- **Stated goal**: List each line of the rows below that contains the word "desert", copying every such line in full.

Start of Given information

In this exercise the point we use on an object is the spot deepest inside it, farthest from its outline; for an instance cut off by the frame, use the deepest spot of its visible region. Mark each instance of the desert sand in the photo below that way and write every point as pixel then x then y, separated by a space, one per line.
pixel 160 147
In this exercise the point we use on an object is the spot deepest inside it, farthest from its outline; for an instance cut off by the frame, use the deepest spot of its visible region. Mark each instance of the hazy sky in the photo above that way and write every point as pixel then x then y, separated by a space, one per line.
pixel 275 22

End of Given information
Start of Given information

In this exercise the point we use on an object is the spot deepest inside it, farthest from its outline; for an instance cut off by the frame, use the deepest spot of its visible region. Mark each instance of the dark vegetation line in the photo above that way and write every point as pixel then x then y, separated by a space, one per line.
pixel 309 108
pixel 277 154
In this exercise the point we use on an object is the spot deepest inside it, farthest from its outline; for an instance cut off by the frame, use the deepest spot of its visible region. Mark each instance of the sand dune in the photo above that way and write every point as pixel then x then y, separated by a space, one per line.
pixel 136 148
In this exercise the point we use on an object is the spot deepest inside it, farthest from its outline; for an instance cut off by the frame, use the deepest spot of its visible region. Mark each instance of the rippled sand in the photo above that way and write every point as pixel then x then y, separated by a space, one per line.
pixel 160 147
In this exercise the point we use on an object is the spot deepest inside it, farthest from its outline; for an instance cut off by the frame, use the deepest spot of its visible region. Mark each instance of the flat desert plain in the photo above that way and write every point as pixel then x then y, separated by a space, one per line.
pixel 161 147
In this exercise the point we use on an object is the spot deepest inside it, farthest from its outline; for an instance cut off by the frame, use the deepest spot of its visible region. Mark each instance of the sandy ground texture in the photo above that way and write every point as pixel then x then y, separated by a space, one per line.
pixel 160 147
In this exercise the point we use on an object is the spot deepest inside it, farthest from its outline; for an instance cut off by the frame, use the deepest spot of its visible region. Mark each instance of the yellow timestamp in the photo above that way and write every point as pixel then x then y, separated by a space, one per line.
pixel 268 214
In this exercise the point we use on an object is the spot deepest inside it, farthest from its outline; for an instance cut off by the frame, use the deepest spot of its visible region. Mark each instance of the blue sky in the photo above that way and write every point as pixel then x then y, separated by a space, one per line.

End of Given information

- **Output for this task**:
In this exercise the point we use on an object is the spot deepest inside it, farthest from its outline; for an instance cut off by the frame, use the deepest spot of its visible region. Mark each instance of the desert sand in the photo below that way and write every point as pixel then x then y, separated by a space, one per line.
In this exercise the point we use on an object is the spot deepest inside it, farthest from its outline; for an instance cut off by the frame, use the deepest spot of its visible region. Mark each instance of the flat desert plain in the photo above that way and write every point as pixel then x then y, separated by a space, one per line.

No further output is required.